◆ Records for the task ◆
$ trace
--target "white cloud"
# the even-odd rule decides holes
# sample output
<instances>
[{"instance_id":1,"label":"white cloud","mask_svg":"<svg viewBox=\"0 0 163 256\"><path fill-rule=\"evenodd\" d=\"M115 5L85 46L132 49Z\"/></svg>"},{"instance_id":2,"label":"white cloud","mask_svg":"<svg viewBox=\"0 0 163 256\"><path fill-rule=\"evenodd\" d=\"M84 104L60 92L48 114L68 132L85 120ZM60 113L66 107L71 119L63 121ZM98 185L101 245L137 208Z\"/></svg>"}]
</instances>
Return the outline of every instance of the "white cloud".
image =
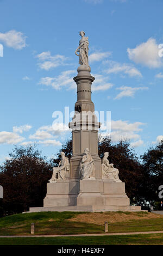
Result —
<instances>
[{"instance_id":1,"label":"white cloud","mask_svg":"<svg viewBox=\"0 0 163 256\"><path fill-rule=\"evenodd\" d=\"M52 125L41 126L36 132L30 135L30 139L45 140L58 137L65 132L70 131L67 126L62 123L54 123Z\"/></svg>"},{"instance_id":2,"label":"white cloud","mask_svg":"<svg viewBox=\"0 0 163 256\"><path fill-rule=\"evenodd\" d=\"M111 53L110 52L94 52L89 56L89 62L93 63L95 62L99 62L105 58L108 58L109 56L110 56L111 54Z\"/></svg>"},{"instance_id":3,"label":"white cloud","mask_svg":"<svg viewBox=\"0 0 163 256\"><path fill-rule=\"evenodd\" d=\"M102 75L92 74L95 76L95 80L92 84L92 91L104 91L111 88L114 86L111 83L108 83L108 80L109 78L106 76L104 76Z\"/></svg>"},{"instance_id":4,"label":"white cloud","mask_svg":"<svg viewBox=\"0 0 163 256\"><path fill-rule=\"evenodd\" d=\"M67 65L65 63L68 59L67 57L63 55L57 54L51 56L51 52L43 52L36 56L39 59L39 66L41 69L49 70L58 66Z\"/></svg>"},{"instance_id":5,"label":"white cloud","mask_svg":"<svg viewBox=\"0 0 163 256\"><path fill-rule=\"evenodd\" d=\"M118 120L117 121L111 121L111 130L120 130L122 131L137 131L142 130L139 126L144 125L144 123L141 122L135 122L129 123L128 121L122 121Z\"/></svg>"},{"instance_id":6,"label":"white cloud","mask_svg":"<svg viewBox=\"0 0 163 256\"><path fill-rule=\"evenodd\" d=\"M28 77L28 76L24 76L24 77L22 78L22 80L30 80L30 78Z\"/></svg>"},{"instance_id":7,"label":"white cloud","mask_svg":"<svg viewBox=\"0 0 163 256\"><path fill-rule=\"evenodd\" d=\"M147 90L148 87L130 87L128 86L121 86L121 87L116 88L117 90L120 90L122 92L120 93L115 97L115 100L119 100L123 97L133 97L136 92L138 90Z\"/></svg>"},{"instance_id":8,"label":"white cloud","mask_svg":"<svg viewBox=\"0 0 163 256\"><path fill-rule=\"evenodd\" d=\"M16 50L21 50L27 46L24 36L22 32L15 30L3 33L0 33L0 41L4 42L8 47Z\"/></svg>"},{"instance_id":9,"label":"white cloud","mask_svg":"<svg viewBox=\"0 0 163 256\"><path fill-rule=\"evenodd\" d=\"M105 70L106 74L123 72L131 77L134 76L142 77L142 76L140 71L131 65L121 64L114 61L106 62L106 63L109 63L110 66L108 69Z\"/></svg>"},{"instance_id":10,"label":"white cloud","mask_svg":"<svg viewBox=\"0 0 163 256\"><path fill-rule=\"evenodd\" d=\"M39 141L39 144L43 144L45 146L61 146L61 143L55 139L47 139L43 141Z\"/></svg>"},{"instance_id":11,"label":"white cloud","mask_svg":"<svg viewBox=\"0 0 163 256\"><path fill-rule=\"evenodd\" d=\"M152 142L152 144L160 143L161 141L163 141L163 135L159 135L156 137L156 141Z\"/></svg>"},{"instance_id":12,"label":"white cloud","mask_svg":"<svg viewBox=\"0 0 163 256\"><path fill-rule=\"evenodd\" d=\"M0 132L0 144L16 144L24 139L14 132Z\"/></svg>"},{"instance_id":13,"label":"white cloud","mask_svg":"<svg viewBox=\"0 0 163 256\"><path fill-rule=\"evenodd\" d=\"M20 126L14 126L13 132L20 132L20 133L22 133L23 131L27 132L28 131L29 131L31 128L32 126L28 124L24 125L21 125Z\"/></svg>"},{"instance_id":14,"label":"white cloud","mask_svg":"<svg viewBox=\"0 0 163 256\"><path fill-rule=\"evenodd\" d=\"M159 56L159 50L155 39L149 38L134 48L128 48L127 52L129 59L135 63L156 68L162 65L161 58Z\"/></svg>"},{"instance_id":15,"label":"white cloud","mask_svg":"<svg viewBox=\"0 0 163 256\"><path fill-rule=\"evenodd\" d=\"M102 3L103 2L103 0L84 0L84 2L86 2L86 3L96 4Z\"/></svg>"},{"instance_id":16,"label":"white cloud","mask_svg":"<svg viewBox=\"0 0 163 256\"><path fill-rule=\"evenodd\" d=\"M145 124L141 122L135 122L129 123L128 121L117 121L112 120L111 123L111 131L109 136L114 142L118 142L120 140L130 139L133 141L131 143L135 143L135 147L136 146L136 142L138 147L139 143L140 144L140 136L137 133L142 129L140 127ZM101 133L102 137L108 135L105 132ZM139 141L139 143L136 140Z\"/></svg>"},{"instance_id":17,"label":"white cloud","mask_svg":"<svg viewBox=\"0 0 163 256\"><path fill-rule=\"evenodd\" d=\"M63 71L57 77L42 77L39 84L52 86L55 90L60 90L62 87L67 87L68 89L76 88L73 77L76 70L67 70Z\"/></svg>"},{"instance_id":18,"label":"white cloud","mask_svg":"<svg viewBox=\"0 0 163 256\"><path fill-rule=\"evenodd\" d=\"M159 135L156 138L157 142L161 142L161 141L163 141L163 135Z\"/></svg>"},{"instance_id":19,"label":"white cloud","mask_svg":"<svg viewBox=\"0 0 163 256\"><path fill-rule=\"evenodd\" d=\"M144 142L142 139L139 139L135 142L131 142L130 146L133 148L137 148L143 144Z\"/></svg>"},{"instance_id":20,"label":"white cloud","mask_svg":"<svg viewBox=\"0 0 163 256\"><path fill-rule=\"evenodd\" d=\"M163 78L163 74L159 73L155 76L156 78Z\"/></svg>"},{"instance_id":21,"label":"white cloud","mask_svg":"<svg viewBox=\"0 0 163 256\"><path fill-rule=\"evenodd\" d=\"M30 144L33 144L35 143L35 142L34 141L24 141L24 142L22 142L22 143L20 144L22 146L27 146L28 145Z\"/></svg>"}]
</instances>

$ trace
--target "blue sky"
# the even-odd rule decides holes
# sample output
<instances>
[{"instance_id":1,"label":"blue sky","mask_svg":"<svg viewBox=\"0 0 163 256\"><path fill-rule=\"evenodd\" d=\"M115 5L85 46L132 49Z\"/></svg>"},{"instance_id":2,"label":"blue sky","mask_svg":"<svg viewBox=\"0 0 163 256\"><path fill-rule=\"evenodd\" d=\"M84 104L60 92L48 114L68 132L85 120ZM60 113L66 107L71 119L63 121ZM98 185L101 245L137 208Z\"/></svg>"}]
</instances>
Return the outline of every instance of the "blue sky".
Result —
<instances>
[{"instance_id":1,"label":"blue sky","mask_svg":"<svg viewBox=\"0 0 163 256\"><path fill-rule=\"evenodd\" d=\"M14 144L34 142L50 157L70 137L53 130L52 114L74 109L82 30L96 78L92 99L96 111L111 112L112 140L130 139L139 154L158 143L162 8L162 0L0 1L0 162Z\"/></svg>"}]
</instances>

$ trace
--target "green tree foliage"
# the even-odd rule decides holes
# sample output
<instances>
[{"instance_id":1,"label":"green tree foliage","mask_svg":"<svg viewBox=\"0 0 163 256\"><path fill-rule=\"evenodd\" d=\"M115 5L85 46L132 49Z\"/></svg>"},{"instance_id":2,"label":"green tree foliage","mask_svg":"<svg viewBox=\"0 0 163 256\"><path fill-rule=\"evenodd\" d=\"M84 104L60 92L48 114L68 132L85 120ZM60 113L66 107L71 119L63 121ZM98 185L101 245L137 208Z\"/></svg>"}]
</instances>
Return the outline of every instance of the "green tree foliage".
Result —
<instances>
[{"instance_id":1,"label":"green tree foliage","mask_svg":"<svg viewBox=\"0 0 163 256\"><path fill-rule=\"evenodd\" d=\"M15 146L0 170L6 214L21 212L29 210L29 206L42 206L52 167L35 146Z\"/></svg>"},{"instance_id":2,"label":"green tree foliage","mask_svg":"<svg viewBox=\"0 0 163 256\"><path fill-rule=\"evenodd\" d=\"M162 200L158 197L158 188L160 185L163 185L163 141L150 147L141 158L145 176L143 182L144 204L150 202L153 205Z\"/></svg>"},{"instance_id":3,"label":"green tree foliage","mask_svg":"<svg viewBox=\"0 0 163 256\"><path fill-rule=\"evenodd\" d=\"M58 165L60 152L69 159L72 154L72 139L49 161L41 156L35 146L15 146L9 159L0 167L0 182L4 188L4 199L0 200L0 215L25 211L29 206L43 205L46 184L51 178L53 167ZM131 203L147 207L149 202L160 201L158 187L163 185L163 142L151 147L141 157L136 156L129 141L111 142L109 137L99 138L100 157L109 152L109 160L120 170L120 178L126 183L126 190ZM3 205L2 205L3 204Z\"/></svg>"}]
</instances>

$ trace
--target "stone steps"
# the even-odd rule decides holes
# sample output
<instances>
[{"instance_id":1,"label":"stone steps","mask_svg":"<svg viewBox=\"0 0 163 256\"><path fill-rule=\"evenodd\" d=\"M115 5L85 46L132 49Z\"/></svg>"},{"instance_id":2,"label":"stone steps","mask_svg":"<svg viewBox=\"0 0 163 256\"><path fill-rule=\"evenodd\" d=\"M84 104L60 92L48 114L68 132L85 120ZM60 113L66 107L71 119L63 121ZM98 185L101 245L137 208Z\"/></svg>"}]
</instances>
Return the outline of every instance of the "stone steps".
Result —
<instances>
[{"instance_id":1,"label":"stone steps","mask_svg":"<svg viewBox=\"0 0 163 256\"><path fill-rule=\"evenodd\" d=\"M29 212L42 211L80 211L80 212L105 212L105 211L140 211L141 206L130 205L71 205L67 206L32 207Z\"/></svg>"}]
</instances>

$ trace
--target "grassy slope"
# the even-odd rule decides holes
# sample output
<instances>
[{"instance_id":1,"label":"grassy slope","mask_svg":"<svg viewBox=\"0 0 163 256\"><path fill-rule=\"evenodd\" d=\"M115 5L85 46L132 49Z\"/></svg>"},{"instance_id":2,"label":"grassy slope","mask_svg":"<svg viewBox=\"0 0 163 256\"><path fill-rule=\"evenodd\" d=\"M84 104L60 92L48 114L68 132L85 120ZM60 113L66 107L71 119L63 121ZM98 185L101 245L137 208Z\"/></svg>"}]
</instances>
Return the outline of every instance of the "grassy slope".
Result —
<instances>
[{"instance_id":1,"label":"grassy slope","mask_svg":"<svg viewBox=\"0 0 163 256\"><path fill-rule=\"evenodd\" d=\"M30 223L35 223L36 235L90 234L104 233L104 223L97 224L78 221L80 215L83 212L49 212L17 214L0 218L0 235L30 235ZM139 216L139 220L130 219L125 221L124 214L127 216L130 212L116 212L123 216L123 221L114 223L109 221L109 233L130 232L138 231L154 231L163 230L163 216L160 217L145 218L148 212L135 212ZM93 213L87 213L87 215ZM108 216L114 215L108 212ZM132 213L133 215L133 213ZM111 215L111 216L112 216ZM80 215L82 216L82 215ZM76 221L70 219L76 218ZM109 217L108 217L109 218ZM106 221L107 216L106 217ZM155 225L158 224L158 225ZM126 227L123 227L126 226ZM133 226L133 227L132 227ZM138 226L138 227L135 227Z\"/></svg>"},{"instance_id":2,"label":"grassy slope","mask_svg":"<svg viewBox=\"0 0 163 256\"><path fill-rule=\"evenodd\" d=\"M0 245L163 245L163 234L71 237L0 238Z\"/></svg>"}]
</instances>

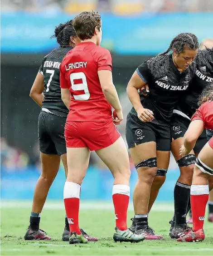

◆ Exercise instructions ◆
Gather every line of the material above that contains the string "tree", treating uppercase and lowercase as different.

◆ Task solution ◆
--target "green tree foliage"
[{"instance_id":1,"label":"green tree foliage","mask_svg":"<svg viewBox=\"0 0 163 256\"><path fill-rule=\"evenodd\" d=\"M115 5L85 46L132 49Z\"/></svg>"},{"instance_id":2,"label":"green tree foliage","mask_svg":"<svg viewBox=\"0 0 163 256\"><path fill-rule=\"evenodd\" d=\"M84 104L60 92L48 114L68 132L85 120ZM60 113L66 107L71 119L63 121ZM98 185L101 245L137 208Z\"/></svg>"}]
Return the outline of every instance of the "green tree foliage".
[{"instance_id":1,"label":"green tree foliage","mask_svg":"<svg viewBox=\"0 0 163 256\"><path fill-rule=\"evenodd\" d=\"M15 146L0 170L6 214L21 212L29 210L29 206L42 206L52 167L35 146Z\"/></svg>"},{"instance_id":2,"label":"green tree foliage","mask_svg":"<svg viewBox=\"0 0 163 256\"><path fill-rule=\"evenodd\" d=\"M162 200L158 197L158 188L160 185L163 185L163 141L150 147L141 158L145 176L143 182L144 204L150 202L153 205Z\"/></svg>"},{"instance_id":3,"label":"green tree foliage","mask_svg":"<svg viewBox=\"0 0 163 256\"><path fill-rule=\"evenodd\" d=\"M58 165L60 152L69 159L72 154L72 139L49 161L41 156L35 146L15 146L9 159L0 167L0 182L4 188L4 199L0 200L0 215L25 211L29 206L43 205L46 184L51 178L53 167ZM131 203L147 207L149 202L160 201L158 187L163 185L163 142L151 147L141 157L136 156L129 141L111 142L109 137L99 138L100 157L109 152L109 160L120 170L120 178L126 183L126 190ZM3 205L2 205L3 204Z\"/></svg>"}]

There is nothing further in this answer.